Mask labeling material
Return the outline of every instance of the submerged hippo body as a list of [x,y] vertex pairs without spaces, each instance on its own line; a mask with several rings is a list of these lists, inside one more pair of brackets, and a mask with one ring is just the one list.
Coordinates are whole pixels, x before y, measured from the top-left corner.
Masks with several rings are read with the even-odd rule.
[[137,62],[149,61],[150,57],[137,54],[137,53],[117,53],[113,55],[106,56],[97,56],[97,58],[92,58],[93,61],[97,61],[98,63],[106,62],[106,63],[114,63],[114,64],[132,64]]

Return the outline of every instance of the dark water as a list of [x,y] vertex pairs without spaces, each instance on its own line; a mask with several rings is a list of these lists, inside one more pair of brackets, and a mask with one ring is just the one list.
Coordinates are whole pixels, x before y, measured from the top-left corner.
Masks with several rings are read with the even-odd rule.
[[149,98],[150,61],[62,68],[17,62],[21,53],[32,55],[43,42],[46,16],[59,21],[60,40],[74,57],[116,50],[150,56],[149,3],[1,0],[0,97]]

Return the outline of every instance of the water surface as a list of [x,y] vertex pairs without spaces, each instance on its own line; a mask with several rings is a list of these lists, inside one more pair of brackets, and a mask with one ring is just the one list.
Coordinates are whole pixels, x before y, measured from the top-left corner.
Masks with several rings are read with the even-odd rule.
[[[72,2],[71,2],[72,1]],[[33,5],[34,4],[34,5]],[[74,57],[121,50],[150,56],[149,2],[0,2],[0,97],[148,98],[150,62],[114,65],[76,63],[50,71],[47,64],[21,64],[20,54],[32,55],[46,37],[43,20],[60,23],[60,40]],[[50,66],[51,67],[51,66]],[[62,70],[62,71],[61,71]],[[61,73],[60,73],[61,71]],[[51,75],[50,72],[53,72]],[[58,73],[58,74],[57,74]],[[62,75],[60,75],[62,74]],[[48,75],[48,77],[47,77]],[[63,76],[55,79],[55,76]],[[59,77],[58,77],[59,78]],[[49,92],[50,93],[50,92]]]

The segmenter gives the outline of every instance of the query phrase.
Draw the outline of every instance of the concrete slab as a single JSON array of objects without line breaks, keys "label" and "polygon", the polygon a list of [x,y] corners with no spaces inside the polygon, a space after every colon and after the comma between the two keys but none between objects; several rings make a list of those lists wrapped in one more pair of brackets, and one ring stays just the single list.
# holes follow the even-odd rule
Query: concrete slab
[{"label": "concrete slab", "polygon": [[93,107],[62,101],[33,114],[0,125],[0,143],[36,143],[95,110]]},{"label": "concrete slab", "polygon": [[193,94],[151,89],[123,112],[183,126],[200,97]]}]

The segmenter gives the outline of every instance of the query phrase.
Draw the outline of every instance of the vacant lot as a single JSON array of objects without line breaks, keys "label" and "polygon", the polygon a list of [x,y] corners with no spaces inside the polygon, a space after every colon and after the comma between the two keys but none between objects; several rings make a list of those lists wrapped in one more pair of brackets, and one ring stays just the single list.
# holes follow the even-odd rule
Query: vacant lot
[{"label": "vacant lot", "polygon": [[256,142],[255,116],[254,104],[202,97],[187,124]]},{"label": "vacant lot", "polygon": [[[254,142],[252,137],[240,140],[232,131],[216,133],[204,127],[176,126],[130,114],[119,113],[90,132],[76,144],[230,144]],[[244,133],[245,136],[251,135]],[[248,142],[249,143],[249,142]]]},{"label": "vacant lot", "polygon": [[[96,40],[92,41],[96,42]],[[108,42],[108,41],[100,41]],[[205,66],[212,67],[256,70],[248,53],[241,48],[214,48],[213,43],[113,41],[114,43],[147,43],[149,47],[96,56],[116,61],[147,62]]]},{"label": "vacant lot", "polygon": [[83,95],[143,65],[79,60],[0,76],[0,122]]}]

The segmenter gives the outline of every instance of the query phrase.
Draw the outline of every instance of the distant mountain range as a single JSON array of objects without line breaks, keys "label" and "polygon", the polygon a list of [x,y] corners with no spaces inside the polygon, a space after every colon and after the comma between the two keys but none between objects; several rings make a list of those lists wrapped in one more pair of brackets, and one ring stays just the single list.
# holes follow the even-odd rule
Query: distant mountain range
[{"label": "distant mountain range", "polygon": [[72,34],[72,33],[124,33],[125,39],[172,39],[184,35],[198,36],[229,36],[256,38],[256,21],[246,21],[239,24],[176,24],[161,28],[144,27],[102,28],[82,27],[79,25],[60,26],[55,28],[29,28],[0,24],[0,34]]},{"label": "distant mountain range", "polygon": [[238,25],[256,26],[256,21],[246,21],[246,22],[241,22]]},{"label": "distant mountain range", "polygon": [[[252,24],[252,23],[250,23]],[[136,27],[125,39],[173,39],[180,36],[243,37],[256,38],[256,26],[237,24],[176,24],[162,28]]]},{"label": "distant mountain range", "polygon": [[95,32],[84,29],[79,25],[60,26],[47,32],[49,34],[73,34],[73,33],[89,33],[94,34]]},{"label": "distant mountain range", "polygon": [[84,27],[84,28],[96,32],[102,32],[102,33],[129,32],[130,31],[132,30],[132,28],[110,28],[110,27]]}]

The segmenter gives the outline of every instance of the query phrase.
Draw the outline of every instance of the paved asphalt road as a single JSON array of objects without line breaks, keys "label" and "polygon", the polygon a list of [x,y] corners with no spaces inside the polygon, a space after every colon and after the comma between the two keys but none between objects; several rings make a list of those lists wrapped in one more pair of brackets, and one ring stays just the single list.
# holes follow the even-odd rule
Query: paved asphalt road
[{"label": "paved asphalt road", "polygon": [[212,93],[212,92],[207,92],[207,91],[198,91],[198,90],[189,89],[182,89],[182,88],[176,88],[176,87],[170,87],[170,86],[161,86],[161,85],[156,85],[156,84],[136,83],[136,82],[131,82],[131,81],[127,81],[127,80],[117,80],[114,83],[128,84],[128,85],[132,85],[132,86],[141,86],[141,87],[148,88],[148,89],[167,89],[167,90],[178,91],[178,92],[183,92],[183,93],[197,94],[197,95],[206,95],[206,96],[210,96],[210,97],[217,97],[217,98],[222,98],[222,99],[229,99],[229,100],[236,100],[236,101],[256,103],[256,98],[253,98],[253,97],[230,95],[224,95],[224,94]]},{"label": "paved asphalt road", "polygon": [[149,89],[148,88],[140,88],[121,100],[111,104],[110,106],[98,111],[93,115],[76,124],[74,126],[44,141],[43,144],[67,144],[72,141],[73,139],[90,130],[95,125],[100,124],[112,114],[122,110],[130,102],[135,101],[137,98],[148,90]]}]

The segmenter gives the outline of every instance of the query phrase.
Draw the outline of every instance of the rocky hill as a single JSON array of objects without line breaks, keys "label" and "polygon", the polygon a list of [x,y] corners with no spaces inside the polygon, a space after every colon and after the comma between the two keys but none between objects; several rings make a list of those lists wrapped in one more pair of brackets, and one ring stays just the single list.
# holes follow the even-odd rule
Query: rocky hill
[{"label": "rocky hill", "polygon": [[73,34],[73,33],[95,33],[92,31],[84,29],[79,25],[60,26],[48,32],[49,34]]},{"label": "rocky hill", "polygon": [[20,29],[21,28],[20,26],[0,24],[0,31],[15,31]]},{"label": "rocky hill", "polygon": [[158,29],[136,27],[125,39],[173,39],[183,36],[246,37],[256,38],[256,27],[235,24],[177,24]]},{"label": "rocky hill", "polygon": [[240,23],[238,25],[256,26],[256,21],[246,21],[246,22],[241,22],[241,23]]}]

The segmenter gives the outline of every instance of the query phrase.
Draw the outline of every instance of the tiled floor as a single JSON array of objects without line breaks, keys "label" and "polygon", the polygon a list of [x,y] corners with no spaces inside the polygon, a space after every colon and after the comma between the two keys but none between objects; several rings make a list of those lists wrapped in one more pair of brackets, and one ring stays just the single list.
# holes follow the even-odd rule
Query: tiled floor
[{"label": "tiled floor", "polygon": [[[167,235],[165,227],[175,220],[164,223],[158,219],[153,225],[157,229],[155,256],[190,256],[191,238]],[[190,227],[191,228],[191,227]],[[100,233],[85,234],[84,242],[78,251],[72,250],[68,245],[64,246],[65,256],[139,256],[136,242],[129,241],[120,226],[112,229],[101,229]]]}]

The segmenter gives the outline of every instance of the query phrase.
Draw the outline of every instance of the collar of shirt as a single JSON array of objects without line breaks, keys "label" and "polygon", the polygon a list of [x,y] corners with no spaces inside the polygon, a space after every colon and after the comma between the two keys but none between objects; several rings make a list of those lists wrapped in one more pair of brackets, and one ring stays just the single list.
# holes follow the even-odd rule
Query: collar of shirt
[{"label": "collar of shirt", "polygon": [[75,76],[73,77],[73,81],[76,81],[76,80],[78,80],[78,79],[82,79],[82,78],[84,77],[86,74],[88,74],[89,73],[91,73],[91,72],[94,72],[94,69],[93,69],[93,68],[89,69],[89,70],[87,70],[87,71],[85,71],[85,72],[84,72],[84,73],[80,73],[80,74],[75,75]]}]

* STATED EXERCISE *
Tally the lines in the material above that contain the string "road", with case counting. How many are there? Give only the number.

* OUTPUT FOR THIS TASK *
3